**Required actions**
**a.** Using the biography of James P. Lichtenberger below, decide whether each statement agrees with it. Answer yes or no for each, and quote the deciding words of the biography.
(i) Lichtenberger earned a bachelor's degree from Eureka College in 1893.
(ii) Lichtenberger served as a pastor in Canton, Illinois until 1902.
(iii) Lichtenberger was the tenth president of the American Sociological Association.
**b.** Answer these questions from the biography of James P. Lichtenberger below.
(i) In what city and state was Lichtenberger born?
(ii) In what year did Lichtenberger die?
(iii) What degree did Lichtenberger go to Hiram College to earn?

**Source text**
= James P. Lichtenberger =

American sociologist

James Pendleton Lichtenberger (10 June 1870 – 17 March 1953) was an American sociologist and academic. Lichtenberger served as the twelfth president of the American Sociological Association.

==Early life and education==
Lichtenberger was born on 10 June 1870 in Decatur, Illinois to Conrad H. and Anna Elizabeth Lichtenberger, née Nesbitt. Lichtenberger attended Eureka College and received a bachelor's degree in 1893. He soon after enrolled in the ministry of the Church of the Disciples of Christ and was a pastor in the church in Canton, Illinois from 1896 to 1899, after which we transferred to a congregation in Buffalo, New York. He remained in Buffalo until 1902, the year in which he left for Ohio to attend Hiram College and earn a Master of Arts degree.

[Point labeling examples]
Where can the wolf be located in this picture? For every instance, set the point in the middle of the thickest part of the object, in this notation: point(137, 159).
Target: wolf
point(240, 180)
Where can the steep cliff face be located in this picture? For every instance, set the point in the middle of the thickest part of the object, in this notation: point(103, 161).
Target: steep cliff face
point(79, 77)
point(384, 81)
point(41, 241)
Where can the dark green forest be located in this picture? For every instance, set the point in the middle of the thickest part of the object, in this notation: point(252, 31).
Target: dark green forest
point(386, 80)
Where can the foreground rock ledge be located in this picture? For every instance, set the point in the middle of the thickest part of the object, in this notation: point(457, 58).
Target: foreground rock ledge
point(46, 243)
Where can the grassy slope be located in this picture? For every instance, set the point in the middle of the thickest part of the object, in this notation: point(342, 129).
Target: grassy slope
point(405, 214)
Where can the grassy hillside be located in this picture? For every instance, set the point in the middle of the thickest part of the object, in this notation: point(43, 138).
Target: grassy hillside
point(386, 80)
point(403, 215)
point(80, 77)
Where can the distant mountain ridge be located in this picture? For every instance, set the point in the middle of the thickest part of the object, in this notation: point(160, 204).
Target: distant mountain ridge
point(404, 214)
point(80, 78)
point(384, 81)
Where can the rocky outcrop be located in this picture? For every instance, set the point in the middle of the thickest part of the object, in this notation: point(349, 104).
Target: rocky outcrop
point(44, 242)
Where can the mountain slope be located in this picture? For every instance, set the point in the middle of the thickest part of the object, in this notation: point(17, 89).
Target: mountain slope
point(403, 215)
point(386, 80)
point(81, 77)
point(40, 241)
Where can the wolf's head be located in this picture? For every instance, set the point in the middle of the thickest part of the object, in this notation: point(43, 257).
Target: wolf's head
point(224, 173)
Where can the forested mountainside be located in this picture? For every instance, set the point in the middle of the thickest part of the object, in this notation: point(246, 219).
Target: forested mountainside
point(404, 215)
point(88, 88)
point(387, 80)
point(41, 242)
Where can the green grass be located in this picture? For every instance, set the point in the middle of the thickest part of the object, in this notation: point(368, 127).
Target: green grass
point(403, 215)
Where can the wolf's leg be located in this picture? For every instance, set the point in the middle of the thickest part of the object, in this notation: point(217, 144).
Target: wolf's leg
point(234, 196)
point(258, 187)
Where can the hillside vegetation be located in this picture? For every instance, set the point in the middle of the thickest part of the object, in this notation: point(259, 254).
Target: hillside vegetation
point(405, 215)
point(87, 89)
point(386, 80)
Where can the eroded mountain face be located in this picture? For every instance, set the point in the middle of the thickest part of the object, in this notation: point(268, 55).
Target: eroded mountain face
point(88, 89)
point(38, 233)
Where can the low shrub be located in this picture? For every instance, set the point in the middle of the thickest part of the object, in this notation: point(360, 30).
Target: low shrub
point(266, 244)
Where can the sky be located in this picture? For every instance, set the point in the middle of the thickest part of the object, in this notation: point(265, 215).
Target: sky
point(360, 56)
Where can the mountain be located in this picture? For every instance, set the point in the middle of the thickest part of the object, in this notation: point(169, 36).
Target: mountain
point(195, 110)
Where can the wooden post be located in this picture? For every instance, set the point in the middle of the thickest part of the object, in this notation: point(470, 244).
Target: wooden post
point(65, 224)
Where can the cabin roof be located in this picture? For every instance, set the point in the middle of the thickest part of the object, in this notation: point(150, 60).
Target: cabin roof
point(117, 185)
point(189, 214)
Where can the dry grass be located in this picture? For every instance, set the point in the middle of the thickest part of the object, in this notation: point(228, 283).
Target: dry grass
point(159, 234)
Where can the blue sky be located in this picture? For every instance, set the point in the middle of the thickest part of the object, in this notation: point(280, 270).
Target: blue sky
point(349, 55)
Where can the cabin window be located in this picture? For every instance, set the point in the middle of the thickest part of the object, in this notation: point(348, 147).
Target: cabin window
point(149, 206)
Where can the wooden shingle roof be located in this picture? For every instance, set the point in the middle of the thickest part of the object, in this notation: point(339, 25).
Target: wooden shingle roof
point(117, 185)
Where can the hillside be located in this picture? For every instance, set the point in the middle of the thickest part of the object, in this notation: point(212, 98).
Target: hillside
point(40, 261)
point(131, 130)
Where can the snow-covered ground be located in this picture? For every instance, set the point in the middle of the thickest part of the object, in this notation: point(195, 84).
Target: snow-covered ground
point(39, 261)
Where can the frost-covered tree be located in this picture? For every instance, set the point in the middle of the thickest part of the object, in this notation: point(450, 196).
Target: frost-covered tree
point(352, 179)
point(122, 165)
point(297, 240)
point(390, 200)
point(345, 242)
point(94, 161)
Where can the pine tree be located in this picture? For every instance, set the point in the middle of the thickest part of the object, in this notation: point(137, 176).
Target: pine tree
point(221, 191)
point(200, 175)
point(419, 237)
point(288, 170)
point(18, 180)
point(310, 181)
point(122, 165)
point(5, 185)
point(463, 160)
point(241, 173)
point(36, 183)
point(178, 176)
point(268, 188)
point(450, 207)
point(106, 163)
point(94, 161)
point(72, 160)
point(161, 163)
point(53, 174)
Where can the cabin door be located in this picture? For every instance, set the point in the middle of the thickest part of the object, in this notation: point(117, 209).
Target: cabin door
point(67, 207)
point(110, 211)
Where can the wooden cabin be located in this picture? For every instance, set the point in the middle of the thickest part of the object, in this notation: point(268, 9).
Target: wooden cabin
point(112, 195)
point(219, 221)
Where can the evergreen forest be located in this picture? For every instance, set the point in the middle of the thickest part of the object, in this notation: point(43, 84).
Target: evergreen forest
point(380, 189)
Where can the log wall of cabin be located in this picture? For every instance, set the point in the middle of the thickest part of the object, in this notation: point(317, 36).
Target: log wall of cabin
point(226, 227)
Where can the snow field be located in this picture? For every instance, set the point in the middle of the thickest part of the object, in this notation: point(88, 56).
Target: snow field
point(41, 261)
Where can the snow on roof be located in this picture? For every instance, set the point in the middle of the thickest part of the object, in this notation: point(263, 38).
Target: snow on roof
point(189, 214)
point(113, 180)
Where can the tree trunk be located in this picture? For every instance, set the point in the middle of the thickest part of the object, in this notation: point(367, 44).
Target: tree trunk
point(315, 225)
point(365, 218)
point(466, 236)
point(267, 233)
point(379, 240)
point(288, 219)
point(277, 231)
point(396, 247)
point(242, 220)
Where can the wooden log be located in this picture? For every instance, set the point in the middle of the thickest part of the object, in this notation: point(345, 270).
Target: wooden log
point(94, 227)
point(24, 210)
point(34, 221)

**Answers**
**a.**
(i) Yes: "Lichtenberger attended Eureka College and received a bachelor's degree in 1893."
(ii) No: "was a pastor in the church in Canton, Illinois from 1896 to 1899"
(iii) No: "Lichtenberger served as the twelfth president of the American Sociological Association."

**b.**
(i) Decatur, Illinois
(ii) 1953
(iii) A Master of Arts degree